- [TEXTE RETENU]
# # #

Le pourquoi et le comment [cliquer pour dérouler]
Haute Dordogne, jour 3. Aujourd’hui, on ajoute encore quelques chiffres spectaculaires, on explore les enjeux et l’historique du projet.
Quel nouvel éclairage en tirer ? Cette histoire de convergence des enjeux, qui montre la cohérence nécessaire des projets et des acteurs.
Ensuite, une fois de plus, la démonstration que pendant que les politiques en haut lieu détricotent les règlementations censées (au moins un peu) préserver l’environnement, sur le terrain, pour peu qu’il y ait des élus et autres institutions animés par la bonne volonté et la mutualisation des moyens, on continue d’avancer. Et pas qu’un peu.
Et enfin, qu’un grand projet ne signifie pas forcément un projet pharaonique. On arrête de bétonner. On intervient pour « effacer » les erreurs, humblement et avec légèreté.
N’est-ce pas réjouissant, tout ça ?
Mais attendez, ce n’est pas tout à fait terminé. Il reste encore un épisode…
Marie-Pierre
Trois infos express [cliquer pour dérouler]
- Le projet Dorsancy de renaturation et de valorisation de la Dordogne a été lancé dans le cadre du programme européen LIFE dédié à l’environnement. Il est doté au total de 14 millions d’euros et prévoit une intervention sur 7 ans, fédérant de nombreux acteurs.
- Il répond à des enjeux multiples et s’efforce de prendre en compte les aspects écologiques, mais aussi économiques, sociaux, environnementaux : une réorientation des trajectoires locales de développement du territoire pour une adaptation aux problématiques climatiques et environnementales, sans toutefois remettre en cause complètement le rythme du questionnement sur l’activité autour des sports d’hiver, locomotive économique de la vallée.
- Né de différentes études et travaux de prospective remontant à la période d’avant covid, dont une sur le barrage de La Bourboule faisant l’objet de critiques et inquiétudes, le projet s’oriente le plus possible vers une approche de solutions fondées sur la nature, qui déconstruisent des ouvrages et s’en remettent à la résilience des milieux naturels pour rétablir des équilibres écologiques.

# # #

- [DONNÉES FOURNIES]
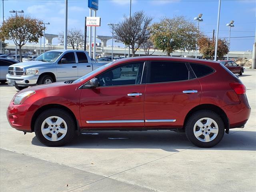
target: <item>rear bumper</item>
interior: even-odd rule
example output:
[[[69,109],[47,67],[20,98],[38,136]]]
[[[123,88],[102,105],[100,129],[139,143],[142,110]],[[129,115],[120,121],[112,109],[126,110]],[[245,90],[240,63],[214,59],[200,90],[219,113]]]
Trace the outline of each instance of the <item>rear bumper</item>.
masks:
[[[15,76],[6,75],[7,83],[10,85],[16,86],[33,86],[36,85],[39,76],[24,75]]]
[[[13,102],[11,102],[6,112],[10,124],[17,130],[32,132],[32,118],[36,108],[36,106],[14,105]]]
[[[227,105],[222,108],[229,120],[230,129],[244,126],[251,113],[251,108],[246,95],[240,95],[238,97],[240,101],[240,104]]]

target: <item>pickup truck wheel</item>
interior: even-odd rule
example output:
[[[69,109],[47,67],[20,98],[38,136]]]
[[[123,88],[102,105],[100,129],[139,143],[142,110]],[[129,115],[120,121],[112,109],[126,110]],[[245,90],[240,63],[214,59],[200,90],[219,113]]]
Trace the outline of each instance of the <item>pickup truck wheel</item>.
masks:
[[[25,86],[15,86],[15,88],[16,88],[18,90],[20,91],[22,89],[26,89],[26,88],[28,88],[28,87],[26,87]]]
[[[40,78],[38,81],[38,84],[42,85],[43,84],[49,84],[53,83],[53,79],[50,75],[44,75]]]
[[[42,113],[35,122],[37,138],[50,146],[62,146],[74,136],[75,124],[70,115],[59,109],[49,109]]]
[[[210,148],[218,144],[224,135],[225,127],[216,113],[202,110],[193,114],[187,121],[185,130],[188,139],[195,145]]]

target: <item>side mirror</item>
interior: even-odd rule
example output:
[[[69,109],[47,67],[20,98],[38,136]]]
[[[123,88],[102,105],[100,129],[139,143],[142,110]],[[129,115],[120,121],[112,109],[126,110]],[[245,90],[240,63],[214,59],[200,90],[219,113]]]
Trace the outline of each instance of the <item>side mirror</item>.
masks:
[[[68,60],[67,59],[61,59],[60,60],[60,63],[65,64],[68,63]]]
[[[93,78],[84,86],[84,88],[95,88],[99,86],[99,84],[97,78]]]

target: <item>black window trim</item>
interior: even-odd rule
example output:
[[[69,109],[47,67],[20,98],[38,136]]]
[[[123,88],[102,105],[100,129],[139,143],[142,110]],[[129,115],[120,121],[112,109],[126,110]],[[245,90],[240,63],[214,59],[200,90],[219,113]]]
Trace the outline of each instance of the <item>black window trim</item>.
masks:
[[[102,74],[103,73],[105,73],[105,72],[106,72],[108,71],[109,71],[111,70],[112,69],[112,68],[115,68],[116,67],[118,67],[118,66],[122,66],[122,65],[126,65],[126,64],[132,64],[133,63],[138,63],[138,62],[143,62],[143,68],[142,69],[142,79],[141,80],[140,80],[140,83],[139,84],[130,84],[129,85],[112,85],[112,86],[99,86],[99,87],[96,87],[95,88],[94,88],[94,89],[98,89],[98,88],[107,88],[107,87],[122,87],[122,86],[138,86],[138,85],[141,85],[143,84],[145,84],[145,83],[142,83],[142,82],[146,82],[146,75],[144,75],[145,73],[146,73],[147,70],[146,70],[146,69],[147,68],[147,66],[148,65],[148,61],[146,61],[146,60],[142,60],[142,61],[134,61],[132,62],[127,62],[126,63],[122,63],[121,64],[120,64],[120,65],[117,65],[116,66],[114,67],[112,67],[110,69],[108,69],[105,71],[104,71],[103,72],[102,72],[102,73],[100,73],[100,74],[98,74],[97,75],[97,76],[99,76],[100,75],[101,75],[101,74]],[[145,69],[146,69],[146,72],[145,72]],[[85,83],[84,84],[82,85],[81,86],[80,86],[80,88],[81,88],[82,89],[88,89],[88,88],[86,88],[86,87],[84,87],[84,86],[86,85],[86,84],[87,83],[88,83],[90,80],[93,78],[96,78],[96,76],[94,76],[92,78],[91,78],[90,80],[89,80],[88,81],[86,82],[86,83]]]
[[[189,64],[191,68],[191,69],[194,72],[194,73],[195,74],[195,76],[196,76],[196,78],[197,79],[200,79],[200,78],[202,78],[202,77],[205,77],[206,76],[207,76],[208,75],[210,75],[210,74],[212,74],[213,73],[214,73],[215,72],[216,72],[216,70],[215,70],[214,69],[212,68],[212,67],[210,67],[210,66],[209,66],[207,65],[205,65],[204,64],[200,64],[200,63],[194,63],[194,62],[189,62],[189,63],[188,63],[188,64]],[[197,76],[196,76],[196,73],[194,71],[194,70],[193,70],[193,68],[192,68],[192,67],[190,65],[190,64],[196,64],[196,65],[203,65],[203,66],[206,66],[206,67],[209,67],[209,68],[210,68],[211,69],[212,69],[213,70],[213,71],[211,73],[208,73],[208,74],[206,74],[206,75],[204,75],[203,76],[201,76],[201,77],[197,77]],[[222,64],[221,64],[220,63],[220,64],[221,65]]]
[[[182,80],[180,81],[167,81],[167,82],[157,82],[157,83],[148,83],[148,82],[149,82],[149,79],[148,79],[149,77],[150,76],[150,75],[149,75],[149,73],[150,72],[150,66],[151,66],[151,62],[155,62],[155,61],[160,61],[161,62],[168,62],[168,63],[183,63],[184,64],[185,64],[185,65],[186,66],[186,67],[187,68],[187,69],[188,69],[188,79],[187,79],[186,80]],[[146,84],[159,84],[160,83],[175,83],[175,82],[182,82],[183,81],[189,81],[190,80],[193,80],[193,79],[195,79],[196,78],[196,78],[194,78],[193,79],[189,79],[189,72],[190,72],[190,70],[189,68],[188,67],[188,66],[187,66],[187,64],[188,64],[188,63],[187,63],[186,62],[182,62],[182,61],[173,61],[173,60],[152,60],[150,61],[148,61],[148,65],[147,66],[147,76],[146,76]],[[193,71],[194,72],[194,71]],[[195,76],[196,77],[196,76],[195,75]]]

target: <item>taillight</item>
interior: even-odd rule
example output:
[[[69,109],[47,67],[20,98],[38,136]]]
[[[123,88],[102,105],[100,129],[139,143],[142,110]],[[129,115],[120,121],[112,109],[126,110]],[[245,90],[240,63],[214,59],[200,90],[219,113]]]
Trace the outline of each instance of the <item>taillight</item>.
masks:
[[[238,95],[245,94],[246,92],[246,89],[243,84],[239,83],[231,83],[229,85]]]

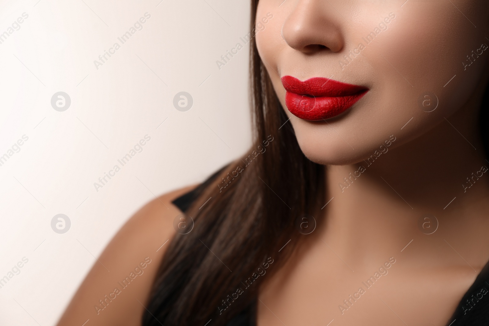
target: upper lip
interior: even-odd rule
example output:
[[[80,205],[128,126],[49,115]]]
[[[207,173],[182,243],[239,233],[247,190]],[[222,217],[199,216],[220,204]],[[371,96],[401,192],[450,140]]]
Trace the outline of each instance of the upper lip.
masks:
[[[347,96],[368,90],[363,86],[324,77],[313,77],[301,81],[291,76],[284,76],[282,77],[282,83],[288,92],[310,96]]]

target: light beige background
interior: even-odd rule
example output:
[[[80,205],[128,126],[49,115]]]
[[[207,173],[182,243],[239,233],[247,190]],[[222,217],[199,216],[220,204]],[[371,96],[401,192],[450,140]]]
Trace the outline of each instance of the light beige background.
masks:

# # #

- [CONSIGNES]
a) Traduisez en anglais la phrase suivante du texte sur le projet Dorsancy : « Il est doté au total de 14 millions d’euros et prévoit une intervention sur 7 ans, fédérant de nombreux acteurs. »
b) D’après le texte sur le projet Dorsancy, dans le cadre de quel programme européen ce projet a-t-il été lancé ?
c) Renvoyez le passage du texte sur le projet Dorsancy compris entre « N’est-ce pas réjouissant, tout » et « de la vallée. », ces deux bornes incluses.

- [RÉPONSES PAR POINT]
a) It has a total budget of 14 million euros and provides for action over 7 years, bringing together numerous stakeholders.

b) Le programme européen LIFE dédié à l’environnement.

c)
N’est-ce pas réjouissant, tout ça ?
Mais attendez, ce n’est pas tout à fait terminé. Il reste encore un épisode…
Marie-Pierre
Trois infos express [cliquer pour dérouler]
- Le projet Dorsancy de renaturation et de valorisation de la Dordogne a été lancé dans le cadre du programme européen LIFE dédié à l’environnement. Il est doté au total de 14 millions d’euros et prévoit une intervention sur 7 ans, fédérant de nombreux acteurs.
- Il répond à des enjeux multiples et s’efforce de prendre en compte les aspects écologiques, mais aussi économiques, sociaux, environnementaux : une réorientation des trajectoires locales de développement du territoire pour une adaptation aux problématiques climatiques et environnementales, sans toutefois remettre en cause complètement le rythme du questionnement sur l’activité autour des sports d’hiver, locomotive économique de la vallée.